=== The request ===
Copy the records below word for word, omitting the pictures from your copy.

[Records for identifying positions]
** start **

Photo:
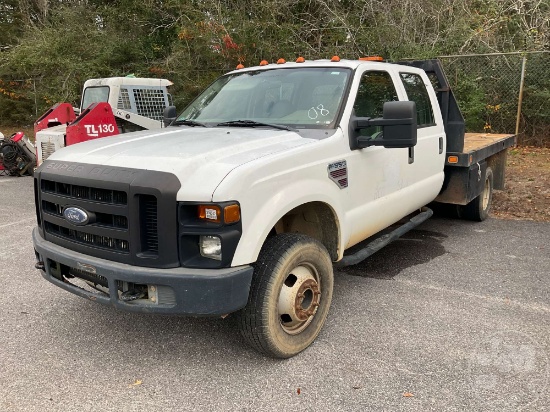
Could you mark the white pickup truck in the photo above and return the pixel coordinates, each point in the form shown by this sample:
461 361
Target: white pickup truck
251 195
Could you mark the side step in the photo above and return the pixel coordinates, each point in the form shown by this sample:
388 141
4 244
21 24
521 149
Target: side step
379 243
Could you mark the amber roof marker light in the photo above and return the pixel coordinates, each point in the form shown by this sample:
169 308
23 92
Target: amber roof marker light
372 58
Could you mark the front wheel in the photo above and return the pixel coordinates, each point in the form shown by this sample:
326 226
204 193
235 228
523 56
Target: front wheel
290 296
478 208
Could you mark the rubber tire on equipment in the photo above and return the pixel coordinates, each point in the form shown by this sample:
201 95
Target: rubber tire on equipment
478 208
260 322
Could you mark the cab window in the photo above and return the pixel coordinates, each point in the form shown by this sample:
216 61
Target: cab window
417 92
375 89
95 94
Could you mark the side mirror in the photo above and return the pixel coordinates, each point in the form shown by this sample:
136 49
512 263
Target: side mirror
169 116
398 127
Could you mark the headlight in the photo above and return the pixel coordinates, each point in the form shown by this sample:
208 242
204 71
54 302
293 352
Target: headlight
211 247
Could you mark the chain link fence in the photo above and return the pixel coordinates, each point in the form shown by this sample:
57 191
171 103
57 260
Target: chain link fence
503 93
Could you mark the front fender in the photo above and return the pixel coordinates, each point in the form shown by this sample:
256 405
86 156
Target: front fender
259 217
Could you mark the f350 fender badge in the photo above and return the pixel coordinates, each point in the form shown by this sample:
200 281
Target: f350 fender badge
338 173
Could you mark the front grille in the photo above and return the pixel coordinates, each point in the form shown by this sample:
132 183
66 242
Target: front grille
126 209
101 219
116 197
149 219
73 235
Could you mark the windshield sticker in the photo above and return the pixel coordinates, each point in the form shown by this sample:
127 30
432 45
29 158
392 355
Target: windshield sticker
314 112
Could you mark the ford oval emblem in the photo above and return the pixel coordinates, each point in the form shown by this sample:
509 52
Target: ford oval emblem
76 215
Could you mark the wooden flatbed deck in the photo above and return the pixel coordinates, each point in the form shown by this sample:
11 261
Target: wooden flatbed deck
476 141
479 146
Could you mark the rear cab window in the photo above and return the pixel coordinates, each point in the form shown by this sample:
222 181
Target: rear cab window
417 92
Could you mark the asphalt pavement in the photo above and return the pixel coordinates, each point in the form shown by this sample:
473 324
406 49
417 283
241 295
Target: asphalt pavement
455 316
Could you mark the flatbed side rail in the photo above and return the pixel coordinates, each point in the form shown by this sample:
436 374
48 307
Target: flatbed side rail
478 147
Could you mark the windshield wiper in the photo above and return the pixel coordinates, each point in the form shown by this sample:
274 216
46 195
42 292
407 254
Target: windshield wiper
187 122
252 123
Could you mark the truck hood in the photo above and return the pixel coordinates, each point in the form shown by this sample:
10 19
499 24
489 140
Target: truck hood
199 157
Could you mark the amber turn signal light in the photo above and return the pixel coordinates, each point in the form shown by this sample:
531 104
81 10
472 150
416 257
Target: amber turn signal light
231 214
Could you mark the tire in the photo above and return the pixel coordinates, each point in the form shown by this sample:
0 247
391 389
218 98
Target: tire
289 297
478 208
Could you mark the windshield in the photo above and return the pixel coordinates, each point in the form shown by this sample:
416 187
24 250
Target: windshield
300 97
94 95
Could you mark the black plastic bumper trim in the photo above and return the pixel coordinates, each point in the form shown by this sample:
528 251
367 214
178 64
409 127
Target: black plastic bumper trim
199 292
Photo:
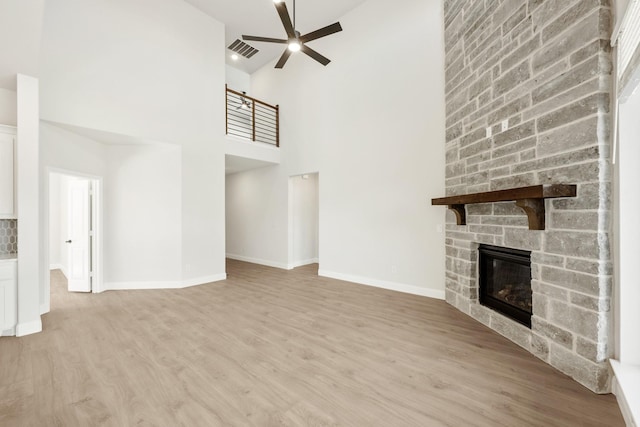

** end **

=== Correct response ===
Photo:
Could you mark the white pickup truck in the photo above and return the pixel coordinates, each point in the form shown by this sample:
461 361
Target: white pickup truck
251 195
Could you mark the side step in the photo above and return the pixel coordinates, each point in the form shown by this sample:
388 141
4 244
21 24
521 149
Target: side step
379 243
Could you mark the amber roof marker light in the photo above and return the pixel coordinates, each point in the form shown by this sample:
169 308
23 92
Target: amber roof marker light
372 58
Could you mark the front wheel in the photo above and return the pixel coordinates, each point in the form shown by this sample:
326 226
204 193
235 228
523 56
Target: front wheel
290 296
478 208
Could you mark the rubber tire on equipment in the photo above and return the pixel coordinates, each point in the form shown by this sample:
201 95
Target: rubber tire on equipment
478 208
260 322
Could you mark the cab window in the photo above and return the pixel coordinates, each point in the form shown by this sample:
216 61
Target: cab window
417 92
375 89
95 94
Could you mark the side mirror in the photo above and return the pixel coordinates, each point in the form shown by this sample:
136 49
512 263
Target: side mirror
169 116
398 127
Could you mark the headlight in the photo above and return the pixel coordinates, each point in the form shown by this sample:
208 242
204 71
54 302
293 352
Target: headlight
211 247
Could you mark the chain link fence in the photo above and return the pixel coordinates, each point in the form shown by this sample:
57 191
171 103
57 260
Target: chain link fence
503 93
Could you mark the front fender in the photo above and return the pixel coordinates, each point in the form shown by this sample:
256 405
86 156
Target: front fender
259 217
Could you mark the f350 fender badge in the photo above and return the pixel coordinates, each point in the form shown by this sample:
200 281
Target: f350 fender badge
338 173
Could you mark the front grille in the photo above and return the pixel coordinates, each point in the form shown by this sample:
132 183
66 242
Target: front grille
126 209
101 219
116 197
149 219
73 235
Could you mark the windshield sticker in the photo above and return the pixel coordinates, each point in the form shown by this sample:
127 30
432 45
29 158
392 355
Target: windshield sticker
314 112
Could you mark the ford oval emblem in the photo above and return the pixel coordinates, each point in the form shown by this sample:
509 52
Target: ford oval emblem
76 215
Could you mark the wooden flatbed deck in the photo above and return the pixel coordinates, each point in the form shown by this sample:
11 261
Target: wooden flatbed deck
476 141
479 146
Could you mark the rear cab window in the photo above and return the pixel coordinates, each point in the form shown by this sample:
222 181
Target: rear cab window
417 92
Could you mark the asphalt pavement in the photo above and return the pixel coordinates, each point in the form shown by this sample:
473 324
406 49
417 283
241 295
Target: asphalt pavement
455 316
Could you mark the flatbed side rail in the photo above and return the pixel coordinates, each point in the form shown by this sample:
436 374
48 307
Target: flatbed side rail
478 147
Could you mark the windshield wiper in the photo above and return the pixel coordinates, each point in the form shown by this sample:
274 216
46 195
42 292
407 254
Target: windshield wiper
187 122
252 123
Could you mark the truck hood in the photo above and return the pixel coordinates, each point in the form shown by this sample:
10 19
499 24
489 140
Target: truck hood
199 157
Could you mark the amber turn signal light in the photo above and return the pixel coordinates, each point in the form shown by this sample:
531 104
81 10
472 150
416 257
Target: amber turn signal light
231 214
Could you mark the tire in the photo above and return the pixel coordinates, each point in the form shown by this sample:
0 247
391 389
218 98
Target: tire
289 297
478 208
Could you mark the windshield in the photo above and return the pixel coordinates, each point in the form shown by this sample:
416 187
24 250
Target: windshield
300 97
94 95
Could you mark the black plastic bumper trim in the photo above and return the pixel coordinates, each point in the form shown by this sample:
528 251
367 214
178 64
409 127
Target: black plastic bumper trim
199 292
Photo:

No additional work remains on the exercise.